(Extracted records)

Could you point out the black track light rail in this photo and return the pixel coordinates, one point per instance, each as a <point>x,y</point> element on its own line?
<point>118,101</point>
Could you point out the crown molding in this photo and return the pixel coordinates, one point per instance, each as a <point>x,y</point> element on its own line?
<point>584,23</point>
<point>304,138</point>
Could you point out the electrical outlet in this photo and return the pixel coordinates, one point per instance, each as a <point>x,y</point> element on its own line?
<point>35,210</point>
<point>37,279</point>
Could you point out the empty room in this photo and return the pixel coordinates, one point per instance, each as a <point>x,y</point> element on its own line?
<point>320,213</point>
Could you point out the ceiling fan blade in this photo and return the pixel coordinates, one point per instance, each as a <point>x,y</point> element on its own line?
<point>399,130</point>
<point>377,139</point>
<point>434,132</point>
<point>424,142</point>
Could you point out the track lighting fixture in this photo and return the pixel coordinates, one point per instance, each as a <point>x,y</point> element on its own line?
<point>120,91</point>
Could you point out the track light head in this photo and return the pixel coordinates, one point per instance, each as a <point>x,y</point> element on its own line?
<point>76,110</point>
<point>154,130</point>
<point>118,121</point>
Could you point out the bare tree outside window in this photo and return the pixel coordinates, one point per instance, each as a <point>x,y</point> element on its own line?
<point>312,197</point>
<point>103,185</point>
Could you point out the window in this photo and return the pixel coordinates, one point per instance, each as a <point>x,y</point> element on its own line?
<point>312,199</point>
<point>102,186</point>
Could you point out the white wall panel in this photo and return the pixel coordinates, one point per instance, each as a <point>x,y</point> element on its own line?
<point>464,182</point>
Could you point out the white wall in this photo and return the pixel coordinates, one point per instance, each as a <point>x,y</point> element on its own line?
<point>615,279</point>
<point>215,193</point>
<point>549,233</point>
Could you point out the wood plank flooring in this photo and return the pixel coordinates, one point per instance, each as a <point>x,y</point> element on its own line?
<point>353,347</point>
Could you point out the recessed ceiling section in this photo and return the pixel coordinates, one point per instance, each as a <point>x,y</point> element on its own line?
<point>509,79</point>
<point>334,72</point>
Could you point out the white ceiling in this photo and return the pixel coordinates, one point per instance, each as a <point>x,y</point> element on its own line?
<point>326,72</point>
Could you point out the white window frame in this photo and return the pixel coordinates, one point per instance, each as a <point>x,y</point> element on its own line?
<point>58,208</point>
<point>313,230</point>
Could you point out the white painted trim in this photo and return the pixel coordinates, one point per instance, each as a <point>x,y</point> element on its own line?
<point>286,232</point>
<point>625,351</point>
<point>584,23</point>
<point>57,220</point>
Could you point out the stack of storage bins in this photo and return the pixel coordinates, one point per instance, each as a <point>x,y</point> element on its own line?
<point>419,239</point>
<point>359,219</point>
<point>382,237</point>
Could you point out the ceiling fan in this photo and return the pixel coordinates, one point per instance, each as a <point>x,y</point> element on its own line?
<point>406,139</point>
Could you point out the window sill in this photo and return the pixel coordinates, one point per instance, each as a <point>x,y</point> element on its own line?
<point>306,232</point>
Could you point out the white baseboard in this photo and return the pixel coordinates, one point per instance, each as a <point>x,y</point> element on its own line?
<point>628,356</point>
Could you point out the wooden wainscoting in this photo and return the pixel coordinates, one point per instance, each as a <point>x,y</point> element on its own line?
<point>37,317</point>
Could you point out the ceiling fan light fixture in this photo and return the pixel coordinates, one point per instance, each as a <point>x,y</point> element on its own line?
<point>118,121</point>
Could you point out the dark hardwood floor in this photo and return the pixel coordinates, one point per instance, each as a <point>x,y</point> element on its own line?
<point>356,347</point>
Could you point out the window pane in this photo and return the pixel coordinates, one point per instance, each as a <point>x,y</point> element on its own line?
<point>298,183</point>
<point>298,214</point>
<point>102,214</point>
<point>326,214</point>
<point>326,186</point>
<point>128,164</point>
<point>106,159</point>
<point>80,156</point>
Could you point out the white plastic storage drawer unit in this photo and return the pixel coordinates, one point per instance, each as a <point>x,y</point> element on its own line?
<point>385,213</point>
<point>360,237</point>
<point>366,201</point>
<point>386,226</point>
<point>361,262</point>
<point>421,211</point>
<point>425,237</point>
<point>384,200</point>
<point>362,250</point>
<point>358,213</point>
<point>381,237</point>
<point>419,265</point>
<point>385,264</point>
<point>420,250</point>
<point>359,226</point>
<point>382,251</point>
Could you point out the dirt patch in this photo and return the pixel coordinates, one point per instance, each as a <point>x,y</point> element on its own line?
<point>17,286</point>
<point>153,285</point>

**Exercise instructions**
Rescale the part that opens with the line containing "Could you point out the white painted" and closes with the line containing "<point>37,317</point>". Write out every one of these lines again, requests included, with each coordinate in the answers multiplied by 0.35 and rounded to a whole number (halves round up), and give only these lines.

**Completed exercise**
Could you point out the white painted trim in this photo and return the pixel coordinates, one point per instance, each as a <point>x,y</point> element on its own line?
<point>100,81</point>
<point>219,123</point>
<point>204,8</point>
<point>20,77</point>
Could you point out the stack of storage bins in this photo and return the pixel coordinates, one point per instance, each as a <point>x,y</point> element on its own line?
<point>147,84</point>
<point>126,77</point>
<point>134,83</point>
Could you point out the ceiling fan in this photo and return the pixel coordinates, one point per instance, each as a <point>x,y</point> element on its own line?
<point>142,49</point>
Could you point out the window sill in this photo and return the pixel coordinates, one point per instance, each as a <point>x,y</point> element on its own line?
<point>107,81</point>
Could you point out the white baseboard in this photo and return the pixel coordinates, one point per instance, each as a <point>x,y</point> element on its own line?
<point>220,125</point>
Could you point out the wooden wainscoting in this photo and return the pixel coordinates, one point per instance, each as a <point>x,y</point> element on its own line?
<point>13,111</point>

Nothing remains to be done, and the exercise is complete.